**Excerpts from pointing data**
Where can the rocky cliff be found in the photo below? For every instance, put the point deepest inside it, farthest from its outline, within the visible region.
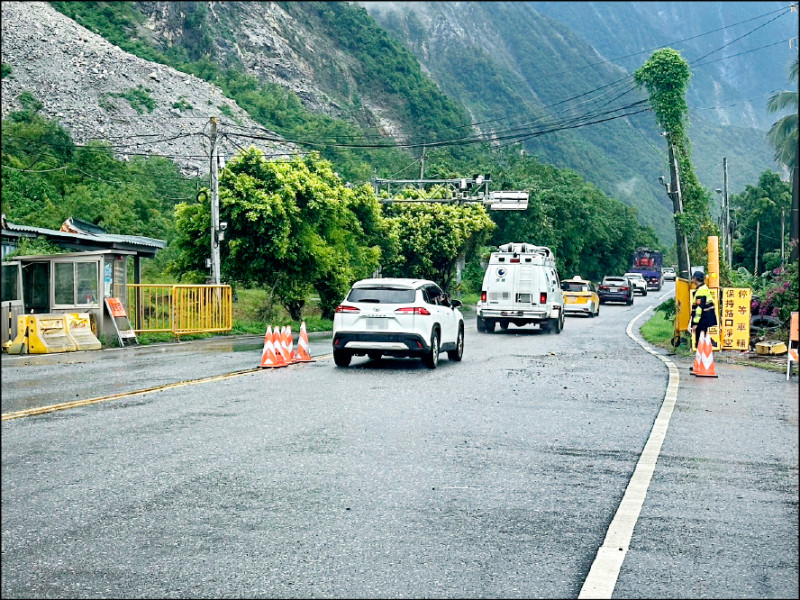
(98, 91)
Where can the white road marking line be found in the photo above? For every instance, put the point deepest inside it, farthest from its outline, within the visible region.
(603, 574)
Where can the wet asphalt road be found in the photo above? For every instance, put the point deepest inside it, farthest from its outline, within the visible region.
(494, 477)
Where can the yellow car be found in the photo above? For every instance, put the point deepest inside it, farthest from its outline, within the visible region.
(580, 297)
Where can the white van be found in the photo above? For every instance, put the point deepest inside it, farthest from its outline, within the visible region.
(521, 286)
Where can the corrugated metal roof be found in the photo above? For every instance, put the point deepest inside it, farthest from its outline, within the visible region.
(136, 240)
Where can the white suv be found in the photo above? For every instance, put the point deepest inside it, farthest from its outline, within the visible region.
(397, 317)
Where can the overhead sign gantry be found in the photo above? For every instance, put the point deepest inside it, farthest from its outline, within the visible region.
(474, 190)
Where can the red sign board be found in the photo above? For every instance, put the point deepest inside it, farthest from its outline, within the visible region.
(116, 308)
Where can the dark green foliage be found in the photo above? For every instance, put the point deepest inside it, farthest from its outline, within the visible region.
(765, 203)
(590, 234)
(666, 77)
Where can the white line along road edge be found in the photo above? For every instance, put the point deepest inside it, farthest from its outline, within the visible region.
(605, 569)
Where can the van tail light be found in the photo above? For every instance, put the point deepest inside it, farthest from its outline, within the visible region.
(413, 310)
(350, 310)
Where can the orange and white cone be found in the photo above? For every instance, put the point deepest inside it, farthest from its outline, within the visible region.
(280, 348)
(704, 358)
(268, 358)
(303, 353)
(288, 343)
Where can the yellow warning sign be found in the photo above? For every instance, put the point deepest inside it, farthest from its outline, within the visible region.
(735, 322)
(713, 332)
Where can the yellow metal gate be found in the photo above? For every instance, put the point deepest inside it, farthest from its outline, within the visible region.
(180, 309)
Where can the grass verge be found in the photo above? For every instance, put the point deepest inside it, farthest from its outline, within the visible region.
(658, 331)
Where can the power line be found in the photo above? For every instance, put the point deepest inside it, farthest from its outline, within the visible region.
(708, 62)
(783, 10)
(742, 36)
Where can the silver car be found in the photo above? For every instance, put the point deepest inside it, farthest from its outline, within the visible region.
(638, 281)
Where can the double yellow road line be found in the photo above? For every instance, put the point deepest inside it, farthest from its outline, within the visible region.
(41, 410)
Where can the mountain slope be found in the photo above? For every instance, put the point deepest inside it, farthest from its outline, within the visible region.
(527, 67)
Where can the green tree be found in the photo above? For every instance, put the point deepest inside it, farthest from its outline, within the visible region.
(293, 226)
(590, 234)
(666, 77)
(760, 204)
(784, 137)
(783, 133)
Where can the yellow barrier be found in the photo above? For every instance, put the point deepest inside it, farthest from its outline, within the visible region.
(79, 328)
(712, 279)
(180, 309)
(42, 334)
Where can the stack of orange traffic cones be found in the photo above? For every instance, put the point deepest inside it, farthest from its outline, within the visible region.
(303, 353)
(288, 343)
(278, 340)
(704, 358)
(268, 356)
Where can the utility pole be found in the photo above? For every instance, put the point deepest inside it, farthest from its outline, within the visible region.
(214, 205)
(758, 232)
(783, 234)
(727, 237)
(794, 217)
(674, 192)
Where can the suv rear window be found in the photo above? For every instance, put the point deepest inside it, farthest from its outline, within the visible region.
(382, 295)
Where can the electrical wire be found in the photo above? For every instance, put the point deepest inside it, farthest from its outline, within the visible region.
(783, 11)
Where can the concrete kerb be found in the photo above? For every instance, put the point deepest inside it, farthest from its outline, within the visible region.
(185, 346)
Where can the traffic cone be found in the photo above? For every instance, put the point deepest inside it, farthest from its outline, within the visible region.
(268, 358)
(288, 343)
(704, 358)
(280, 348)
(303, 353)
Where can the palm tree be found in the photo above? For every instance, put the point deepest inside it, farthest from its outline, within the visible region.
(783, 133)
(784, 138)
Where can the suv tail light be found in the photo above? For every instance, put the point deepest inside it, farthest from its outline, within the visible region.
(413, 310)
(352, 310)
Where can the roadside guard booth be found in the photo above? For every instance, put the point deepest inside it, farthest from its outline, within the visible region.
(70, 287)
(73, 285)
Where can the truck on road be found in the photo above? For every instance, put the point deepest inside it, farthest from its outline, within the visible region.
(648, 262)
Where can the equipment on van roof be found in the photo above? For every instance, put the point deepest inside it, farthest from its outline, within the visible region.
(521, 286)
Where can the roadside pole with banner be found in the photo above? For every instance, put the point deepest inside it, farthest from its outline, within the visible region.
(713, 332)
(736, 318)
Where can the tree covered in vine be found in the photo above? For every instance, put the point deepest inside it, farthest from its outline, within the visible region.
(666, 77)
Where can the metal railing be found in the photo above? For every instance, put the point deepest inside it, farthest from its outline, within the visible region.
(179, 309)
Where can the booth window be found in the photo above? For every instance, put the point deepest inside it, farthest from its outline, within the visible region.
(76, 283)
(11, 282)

**Task description**
Reproduce the listing above, substituting "image" for every occurrence of "photo" and leaving everything else unchanged. Omit the pictures.

**Final answer**
Where can the rocky cliff be found in the image below? For every instance, put the point deepest inside it, farthest from its outline, within the visible region.
(98, 91)
Where can the white road marking line be found in the image above? For every instance, put the point deepest inside it, farthest from its outline, within the visible region.
(603, 574)
Where can the wet asphalt road be found in the image above? For every instance, put the point deepest inside it, farthest from its outline, within the visible region.
(494, 477)
Where can the yellow car be found in the image above? For every instance, put the point deepest inside it, farthest from its outline, within the visible region.
(580, 297)
Where can the white van be found in the image above? For every instance, put the point deepest inside it, farthest from its outline, within the visible region.
(521, 286)
Where can the corrugated metal roof be found in the image above? For every instance, put the point deepest inside it, farthest from its outline, within the visible region.
(136, 240)
Where can the white suv be found in the image above? For every instance, put the point deepest inside it, farthest from its outline, within the visible region.
(397, 317)
Where can the overhead sign gantry be found in the image above? For every instance, put the point deepest inside it, farthest from its outline, within the visible region.
(474, 190)
Where can the red sign board be found in the image above? For every instance, put the point deepest inside it, farthest from its outline, within the visible region.
(116, 308)
Where can the dark green foliage be found in the image above? For every instance, put the point deepest inside it, farthest from its outline, within the visible region.
(765, 203)
(590, 234)
(666, 77)
Where can the white line along road edge be found in the image above? For every instance, put the point deepest inside it, farthest from its outline, within the visible region.
(605, 569)
Where can the van tail light be found in the image above? For every instance, put the point deepest inside it, farthest from its outline, within the visible region.
(413, 310)
(350, 310)
Where can the orange and white cone be found in the image above? For every instance, put the point deepest inside it, farthest from its outline, within the visible region.
(280, 348)
(704, 358)
(268, 358)
(303, 353)
(288, 343)
Where can the yellow warning sign be found in the image above? For every instance, put the point deepest inside it, farthest from its outline, within the visible region.
(735, 322)
(713, 332)
Where can the yellow metal gate be found in the image above? For every instance, put the point deepest inside it, farthest from its outline, within the visible region.
(180, 309)
Where can the grass verge be found in the image above? For every instance, put the point deepest inside it, farthest from its outline, within the visible region.
(658, 331)
Where can the power line be found in the image above? For every instance, put the point deepest inside it, farthest from its outline, within the visible region.
(708, 62)
(783, 10)
(742, 36)
Where can the silver car be found in the image above? For every instance, put the point deepest inside it, farthest from its outline, within the visible region.
(638, 281)
Where can the double yellow road line be found in the image above? For every instance, put the point deepest inside it, farthest from its outline, within the visible region.
(41, 410)
Where can the mountain slope be found in the image above? For every instance, put the point deepest inside it, farthest from its outline, within the visible region.
(527, 67)
Where can the green tree be found in the image above? For every instance, put the point deepest inside it, farthest from its outline, within the visible region.
(293, 226)
(590, 234)
(666, 77)
(760, 204)
(784, 137)
(783, 133)
Where can the yellow barrier be found in the image above? For every instance, put the point deepest inside it, farthest from its outline, within the visible region.
(79, 328)
(712, 279)
(180, 309)
(42, 334)
Where can the stack of orange traffic cones be found in the image above? For every instance, put the point deepest inside it, farthest from its outline, within the visible region.
(303, 353)
(288, 343)
(278, 340)
(704, 358)
(268, 356)
Where can the utility pole be found in the image above? For every instance, put the point deepest inside it, farthest from its outline, within the visible region.
(214, 205)
(758, 232)
(783, 234)
(727, 237)
(794, 217)
(674, 192)
Where can the suv rear window be found in the image above? For every instance, put the point deepest inside it, farthest from its outline, within the visible region.
(382, 295)
Where can the electrical wire be found in the image above? For every instance, put the point deepest inside it, farthest from its outline, within the visible region.
(783, 11)
Where can the concrete kerb be found in the image above? For every instance, put the point deepest inside it, farthest from its outline, within the visible region.
(185, 346)
Where can the traffic cone be found in the image above? For every instance, put the point deepest inside it, farthest from its outline, within the visible region.
(268, 358)
(288, 343)
(704, 358)
(280, 348)
(303, 353)
Where can the palm tree be found in the image above? For every instance, put the point deepest inside it, farthest from its outline, within the visible region.
(783, 133)
(784, 138)
Where can the suv tail light be found in the image above? For every instance, put the point deepest inside it, farthest from its outline, within the visible region.
(413, 310)
(352, 310)
Where can the roadside guard booth be found in the image above? For every instance, put the point deepest inside it, farthest from its outline, within the visible region.
(70, 287)
(73, 285)
Where can the truck on road be found in the image above? For every instance, put the point deepest inside it, farthest from its outline, within the visible region.
(648, 262)
Where can the equipment on van roof be found in the image above? For every instance, put the point deepest inside it, farthest from its outline, within the visible region.
(521, 286)
Where can the roadside pole with banner be found in the image above? For every instance, put the point deepest inside it, farthest from its outline, within the visible region.
(713, 332)
(736, 318)
Where can the tree covered in vine be found in the image above? For every instance, put the point deepest inside it, farthest from its outline, within the visible region.
(666, 77)
Where can the metal railing be found in the image above? For every instance, put the point deepest inside it, farthest from its outline, within the visible region.
(179, 309)
Where can the booth window be found in the image above? For every instance, put the point deepest inside it, farthest from its outline, within the visible region.
(76, 283)
(11, 282)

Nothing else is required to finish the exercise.